Exactly as they appear, copy the lines of the listing from the one containing "According to records, this image contains the pink" through the final line, both included, and nothing else.

··· DATA SHOWN ···

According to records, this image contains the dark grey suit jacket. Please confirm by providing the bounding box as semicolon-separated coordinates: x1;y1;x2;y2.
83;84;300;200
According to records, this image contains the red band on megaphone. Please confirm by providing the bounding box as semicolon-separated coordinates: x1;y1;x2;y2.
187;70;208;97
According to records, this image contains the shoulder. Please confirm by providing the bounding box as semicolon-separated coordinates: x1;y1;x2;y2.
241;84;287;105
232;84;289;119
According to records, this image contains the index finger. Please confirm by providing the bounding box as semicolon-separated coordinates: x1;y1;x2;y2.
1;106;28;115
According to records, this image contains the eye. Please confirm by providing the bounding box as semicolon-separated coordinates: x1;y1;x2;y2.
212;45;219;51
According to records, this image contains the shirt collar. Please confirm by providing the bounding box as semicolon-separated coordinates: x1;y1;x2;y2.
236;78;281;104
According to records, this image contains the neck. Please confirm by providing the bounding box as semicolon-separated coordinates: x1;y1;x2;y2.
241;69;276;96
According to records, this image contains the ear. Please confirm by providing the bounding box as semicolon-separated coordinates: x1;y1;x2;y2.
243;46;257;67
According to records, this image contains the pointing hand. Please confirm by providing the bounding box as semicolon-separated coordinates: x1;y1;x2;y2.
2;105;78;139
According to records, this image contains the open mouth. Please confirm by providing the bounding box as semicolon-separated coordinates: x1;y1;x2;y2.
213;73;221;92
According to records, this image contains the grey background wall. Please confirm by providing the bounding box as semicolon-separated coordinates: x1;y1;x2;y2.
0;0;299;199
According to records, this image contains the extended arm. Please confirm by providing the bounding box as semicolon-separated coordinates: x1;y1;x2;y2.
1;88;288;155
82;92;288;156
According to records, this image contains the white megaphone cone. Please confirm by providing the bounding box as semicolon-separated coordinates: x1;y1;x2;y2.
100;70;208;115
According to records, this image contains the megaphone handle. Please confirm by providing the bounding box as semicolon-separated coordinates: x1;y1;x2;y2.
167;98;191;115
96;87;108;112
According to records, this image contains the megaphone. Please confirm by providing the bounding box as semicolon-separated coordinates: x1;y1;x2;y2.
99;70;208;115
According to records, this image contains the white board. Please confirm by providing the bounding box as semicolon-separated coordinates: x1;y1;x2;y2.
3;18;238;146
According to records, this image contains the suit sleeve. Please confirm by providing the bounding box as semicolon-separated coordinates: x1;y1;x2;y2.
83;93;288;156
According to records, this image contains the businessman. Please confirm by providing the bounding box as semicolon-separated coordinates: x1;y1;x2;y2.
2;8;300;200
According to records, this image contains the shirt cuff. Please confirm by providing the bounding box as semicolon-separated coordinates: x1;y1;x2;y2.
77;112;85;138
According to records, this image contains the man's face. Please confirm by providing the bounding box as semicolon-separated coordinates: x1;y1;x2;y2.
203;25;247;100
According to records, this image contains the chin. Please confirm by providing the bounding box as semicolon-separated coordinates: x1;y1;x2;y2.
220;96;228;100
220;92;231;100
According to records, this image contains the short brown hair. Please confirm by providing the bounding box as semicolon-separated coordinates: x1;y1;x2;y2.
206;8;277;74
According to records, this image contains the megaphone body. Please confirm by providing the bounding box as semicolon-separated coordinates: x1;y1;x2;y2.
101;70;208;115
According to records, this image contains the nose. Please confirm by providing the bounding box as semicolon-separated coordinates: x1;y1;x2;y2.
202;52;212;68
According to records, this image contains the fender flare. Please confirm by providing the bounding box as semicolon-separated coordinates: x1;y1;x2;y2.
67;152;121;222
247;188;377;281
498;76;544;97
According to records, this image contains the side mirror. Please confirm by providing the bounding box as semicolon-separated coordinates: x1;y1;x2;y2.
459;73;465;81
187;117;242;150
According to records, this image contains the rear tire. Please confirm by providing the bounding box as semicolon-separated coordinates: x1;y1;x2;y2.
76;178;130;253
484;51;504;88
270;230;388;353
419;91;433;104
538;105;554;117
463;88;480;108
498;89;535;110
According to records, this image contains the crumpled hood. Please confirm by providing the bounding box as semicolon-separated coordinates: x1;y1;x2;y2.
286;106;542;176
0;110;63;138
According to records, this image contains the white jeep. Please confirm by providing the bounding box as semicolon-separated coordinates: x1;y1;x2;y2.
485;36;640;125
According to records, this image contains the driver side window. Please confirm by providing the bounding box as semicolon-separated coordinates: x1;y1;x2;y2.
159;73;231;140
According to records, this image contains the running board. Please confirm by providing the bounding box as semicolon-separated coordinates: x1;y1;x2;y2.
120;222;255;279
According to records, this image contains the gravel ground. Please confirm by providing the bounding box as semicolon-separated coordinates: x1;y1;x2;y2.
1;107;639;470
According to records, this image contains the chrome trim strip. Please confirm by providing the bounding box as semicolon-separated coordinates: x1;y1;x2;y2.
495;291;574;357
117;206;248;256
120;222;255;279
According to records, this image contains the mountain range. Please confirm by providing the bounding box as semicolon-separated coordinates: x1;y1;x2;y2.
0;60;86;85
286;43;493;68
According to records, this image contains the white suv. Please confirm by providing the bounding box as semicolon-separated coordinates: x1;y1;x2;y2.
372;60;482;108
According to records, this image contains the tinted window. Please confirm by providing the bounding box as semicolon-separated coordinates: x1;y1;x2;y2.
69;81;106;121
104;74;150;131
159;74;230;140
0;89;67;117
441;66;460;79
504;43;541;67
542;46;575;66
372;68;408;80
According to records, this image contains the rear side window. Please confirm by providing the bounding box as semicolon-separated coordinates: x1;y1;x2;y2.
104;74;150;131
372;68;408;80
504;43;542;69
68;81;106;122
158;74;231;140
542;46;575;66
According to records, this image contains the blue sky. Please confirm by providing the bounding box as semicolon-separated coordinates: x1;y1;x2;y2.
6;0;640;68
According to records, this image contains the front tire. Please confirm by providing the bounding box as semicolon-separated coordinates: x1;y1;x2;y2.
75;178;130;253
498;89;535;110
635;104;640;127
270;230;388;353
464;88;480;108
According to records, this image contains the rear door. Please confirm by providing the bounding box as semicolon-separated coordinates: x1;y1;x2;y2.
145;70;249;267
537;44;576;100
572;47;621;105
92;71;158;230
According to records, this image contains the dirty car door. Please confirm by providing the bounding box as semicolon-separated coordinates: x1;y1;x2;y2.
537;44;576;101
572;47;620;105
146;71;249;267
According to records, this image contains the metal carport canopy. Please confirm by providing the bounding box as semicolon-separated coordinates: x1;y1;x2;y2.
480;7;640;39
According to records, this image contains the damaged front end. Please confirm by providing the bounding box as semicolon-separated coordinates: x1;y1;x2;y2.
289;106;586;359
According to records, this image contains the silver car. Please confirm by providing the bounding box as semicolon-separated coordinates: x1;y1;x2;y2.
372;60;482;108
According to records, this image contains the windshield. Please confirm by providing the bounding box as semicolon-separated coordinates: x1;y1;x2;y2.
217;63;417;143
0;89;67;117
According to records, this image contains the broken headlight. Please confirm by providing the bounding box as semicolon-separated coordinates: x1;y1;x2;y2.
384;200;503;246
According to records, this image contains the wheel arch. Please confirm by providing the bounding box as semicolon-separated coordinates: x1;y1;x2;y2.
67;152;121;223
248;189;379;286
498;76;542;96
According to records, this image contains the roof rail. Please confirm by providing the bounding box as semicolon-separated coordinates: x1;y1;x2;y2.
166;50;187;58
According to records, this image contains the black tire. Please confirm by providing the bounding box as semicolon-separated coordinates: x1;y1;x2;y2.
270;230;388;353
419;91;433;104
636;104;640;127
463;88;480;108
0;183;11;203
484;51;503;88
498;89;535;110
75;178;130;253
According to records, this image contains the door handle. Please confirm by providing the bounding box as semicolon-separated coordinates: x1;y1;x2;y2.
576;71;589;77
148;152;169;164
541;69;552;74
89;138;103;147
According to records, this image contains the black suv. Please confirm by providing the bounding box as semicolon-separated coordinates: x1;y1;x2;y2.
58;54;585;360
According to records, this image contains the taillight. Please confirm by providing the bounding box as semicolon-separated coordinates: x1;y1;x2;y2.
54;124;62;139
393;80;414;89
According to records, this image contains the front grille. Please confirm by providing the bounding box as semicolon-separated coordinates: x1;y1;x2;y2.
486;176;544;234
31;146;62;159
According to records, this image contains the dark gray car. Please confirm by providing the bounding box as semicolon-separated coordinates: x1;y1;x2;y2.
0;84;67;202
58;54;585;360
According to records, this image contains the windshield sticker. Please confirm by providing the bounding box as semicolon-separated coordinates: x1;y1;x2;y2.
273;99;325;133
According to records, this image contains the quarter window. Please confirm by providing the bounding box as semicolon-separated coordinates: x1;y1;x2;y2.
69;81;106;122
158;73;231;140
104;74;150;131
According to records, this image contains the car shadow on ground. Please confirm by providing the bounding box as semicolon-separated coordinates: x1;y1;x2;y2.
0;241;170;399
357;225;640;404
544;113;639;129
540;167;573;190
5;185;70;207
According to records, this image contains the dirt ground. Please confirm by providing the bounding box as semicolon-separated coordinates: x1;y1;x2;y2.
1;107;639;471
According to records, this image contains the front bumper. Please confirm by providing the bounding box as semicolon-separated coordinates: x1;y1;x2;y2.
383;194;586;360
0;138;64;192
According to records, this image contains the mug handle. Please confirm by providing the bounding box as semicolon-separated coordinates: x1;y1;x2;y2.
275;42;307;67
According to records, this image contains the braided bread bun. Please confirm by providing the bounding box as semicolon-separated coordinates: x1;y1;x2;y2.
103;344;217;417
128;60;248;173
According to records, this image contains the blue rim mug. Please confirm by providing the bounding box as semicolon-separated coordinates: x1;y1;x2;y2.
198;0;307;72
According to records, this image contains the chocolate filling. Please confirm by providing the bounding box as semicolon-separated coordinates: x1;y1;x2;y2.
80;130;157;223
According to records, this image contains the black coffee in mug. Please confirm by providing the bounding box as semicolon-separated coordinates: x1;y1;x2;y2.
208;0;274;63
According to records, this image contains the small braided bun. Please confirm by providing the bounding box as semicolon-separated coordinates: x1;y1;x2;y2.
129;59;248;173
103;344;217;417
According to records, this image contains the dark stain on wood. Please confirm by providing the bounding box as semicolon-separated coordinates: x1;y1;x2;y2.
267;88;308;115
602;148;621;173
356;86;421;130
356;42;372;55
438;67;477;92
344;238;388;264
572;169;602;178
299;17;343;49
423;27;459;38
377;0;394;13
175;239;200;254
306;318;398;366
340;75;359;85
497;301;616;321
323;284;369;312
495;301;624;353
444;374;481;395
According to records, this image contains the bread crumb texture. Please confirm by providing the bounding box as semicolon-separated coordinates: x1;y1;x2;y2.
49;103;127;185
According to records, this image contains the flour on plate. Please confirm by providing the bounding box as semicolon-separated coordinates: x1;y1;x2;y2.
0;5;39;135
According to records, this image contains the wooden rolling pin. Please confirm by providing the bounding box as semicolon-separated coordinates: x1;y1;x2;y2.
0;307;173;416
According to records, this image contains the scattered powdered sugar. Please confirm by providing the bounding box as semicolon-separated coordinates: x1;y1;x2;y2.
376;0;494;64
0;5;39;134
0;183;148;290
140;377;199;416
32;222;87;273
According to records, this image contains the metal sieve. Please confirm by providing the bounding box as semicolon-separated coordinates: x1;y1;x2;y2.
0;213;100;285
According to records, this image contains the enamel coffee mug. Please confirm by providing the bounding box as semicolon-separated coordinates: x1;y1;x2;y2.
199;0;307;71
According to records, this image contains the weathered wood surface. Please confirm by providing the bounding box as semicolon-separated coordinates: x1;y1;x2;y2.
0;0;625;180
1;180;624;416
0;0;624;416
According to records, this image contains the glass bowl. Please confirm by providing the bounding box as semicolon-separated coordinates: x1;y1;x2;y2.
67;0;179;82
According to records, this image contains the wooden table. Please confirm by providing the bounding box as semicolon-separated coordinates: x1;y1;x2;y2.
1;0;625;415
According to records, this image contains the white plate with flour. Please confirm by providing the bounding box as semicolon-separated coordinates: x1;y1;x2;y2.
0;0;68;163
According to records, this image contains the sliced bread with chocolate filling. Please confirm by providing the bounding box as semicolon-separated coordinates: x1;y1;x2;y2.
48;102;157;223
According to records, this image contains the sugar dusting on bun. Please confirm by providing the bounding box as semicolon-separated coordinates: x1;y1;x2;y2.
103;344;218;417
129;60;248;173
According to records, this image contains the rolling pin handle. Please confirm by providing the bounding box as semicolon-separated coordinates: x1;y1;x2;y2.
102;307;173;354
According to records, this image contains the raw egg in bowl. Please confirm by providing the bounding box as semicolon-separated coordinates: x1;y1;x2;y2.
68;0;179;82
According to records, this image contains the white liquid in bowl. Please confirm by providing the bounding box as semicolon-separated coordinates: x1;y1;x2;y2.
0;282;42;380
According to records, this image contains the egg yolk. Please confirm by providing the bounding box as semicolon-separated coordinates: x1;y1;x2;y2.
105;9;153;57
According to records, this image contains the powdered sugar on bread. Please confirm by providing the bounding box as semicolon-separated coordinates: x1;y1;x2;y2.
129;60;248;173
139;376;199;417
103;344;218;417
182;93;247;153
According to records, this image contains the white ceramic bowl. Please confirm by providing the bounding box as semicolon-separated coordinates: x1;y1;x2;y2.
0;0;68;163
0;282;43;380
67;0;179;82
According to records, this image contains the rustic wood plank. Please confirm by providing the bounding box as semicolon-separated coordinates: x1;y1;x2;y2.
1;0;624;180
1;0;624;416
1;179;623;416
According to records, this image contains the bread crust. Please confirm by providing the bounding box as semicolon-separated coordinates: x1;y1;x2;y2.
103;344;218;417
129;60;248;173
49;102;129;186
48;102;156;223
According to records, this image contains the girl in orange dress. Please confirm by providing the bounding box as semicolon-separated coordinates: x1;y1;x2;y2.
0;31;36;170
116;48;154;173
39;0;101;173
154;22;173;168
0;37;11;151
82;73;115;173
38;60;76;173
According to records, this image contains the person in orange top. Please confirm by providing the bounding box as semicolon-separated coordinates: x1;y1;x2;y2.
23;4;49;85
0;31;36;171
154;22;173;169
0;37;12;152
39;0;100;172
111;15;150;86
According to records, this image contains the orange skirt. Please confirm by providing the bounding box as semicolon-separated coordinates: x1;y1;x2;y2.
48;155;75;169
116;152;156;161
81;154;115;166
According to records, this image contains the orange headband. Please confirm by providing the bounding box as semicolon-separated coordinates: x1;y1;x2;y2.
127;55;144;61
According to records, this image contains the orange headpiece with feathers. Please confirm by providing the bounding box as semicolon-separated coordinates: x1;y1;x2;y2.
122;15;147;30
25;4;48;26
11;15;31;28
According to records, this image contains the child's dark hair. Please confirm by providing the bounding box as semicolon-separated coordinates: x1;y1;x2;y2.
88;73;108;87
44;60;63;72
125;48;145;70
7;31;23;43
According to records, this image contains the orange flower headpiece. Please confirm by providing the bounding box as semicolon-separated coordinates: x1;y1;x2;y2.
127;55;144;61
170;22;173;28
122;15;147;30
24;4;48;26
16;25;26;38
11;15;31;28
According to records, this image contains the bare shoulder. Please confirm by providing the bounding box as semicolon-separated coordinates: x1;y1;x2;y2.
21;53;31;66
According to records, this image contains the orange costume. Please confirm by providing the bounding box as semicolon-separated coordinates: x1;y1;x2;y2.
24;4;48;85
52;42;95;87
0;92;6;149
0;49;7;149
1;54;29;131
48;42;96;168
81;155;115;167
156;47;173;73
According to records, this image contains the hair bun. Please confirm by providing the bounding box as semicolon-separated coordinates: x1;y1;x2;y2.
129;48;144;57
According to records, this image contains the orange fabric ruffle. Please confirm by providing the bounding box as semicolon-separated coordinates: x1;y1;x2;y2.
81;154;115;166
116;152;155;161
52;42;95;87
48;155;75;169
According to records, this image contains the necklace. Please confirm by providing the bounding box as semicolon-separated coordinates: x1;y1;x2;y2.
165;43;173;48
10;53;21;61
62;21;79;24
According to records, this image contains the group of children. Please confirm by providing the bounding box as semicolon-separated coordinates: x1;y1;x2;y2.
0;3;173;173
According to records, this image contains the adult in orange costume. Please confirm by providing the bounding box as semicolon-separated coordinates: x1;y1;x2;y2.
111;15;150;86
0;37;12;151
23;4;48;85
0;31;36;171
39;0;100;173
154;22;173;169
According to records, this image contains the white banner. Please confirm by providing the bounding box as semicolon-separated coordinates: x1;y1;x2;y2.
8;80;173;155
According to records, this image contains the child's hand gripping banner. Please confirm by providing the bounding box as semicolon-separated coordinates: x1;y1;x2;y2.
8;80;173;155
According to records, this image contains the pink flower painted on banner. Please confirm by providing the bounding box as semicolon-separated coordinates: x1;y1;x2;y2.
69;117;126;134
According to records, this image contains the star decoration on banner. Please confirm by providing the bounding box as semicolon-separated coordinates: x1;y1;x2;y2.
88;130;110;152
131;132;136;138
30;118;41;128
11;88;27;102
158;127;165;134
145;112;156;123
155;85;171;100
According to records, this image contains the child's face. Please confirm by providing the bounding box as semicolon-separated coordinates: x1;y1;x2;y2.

···

ANSWER SPACE:
According to records, this image contains the pink flower painted on banner. Please confirm by providing the bounding box as semicolon-separated coordinates: x1;y1;x2;y2.
69;117;126;134
According to records, this image contains the star decoration on banner. Please confirm by providing the bounding box as semicolon-separated coordinates: x1;y1;x2;y2.
88;130;110;152
131;132;136;138
30;118;41;128
11;88;27;102
158;127;165;134
145;112;156;123
155;85;171;100
According to records, this image contains the child's face. Please confirm by providing the bounding box as semicolon-separated coordinates: x1;y1;x2;y2.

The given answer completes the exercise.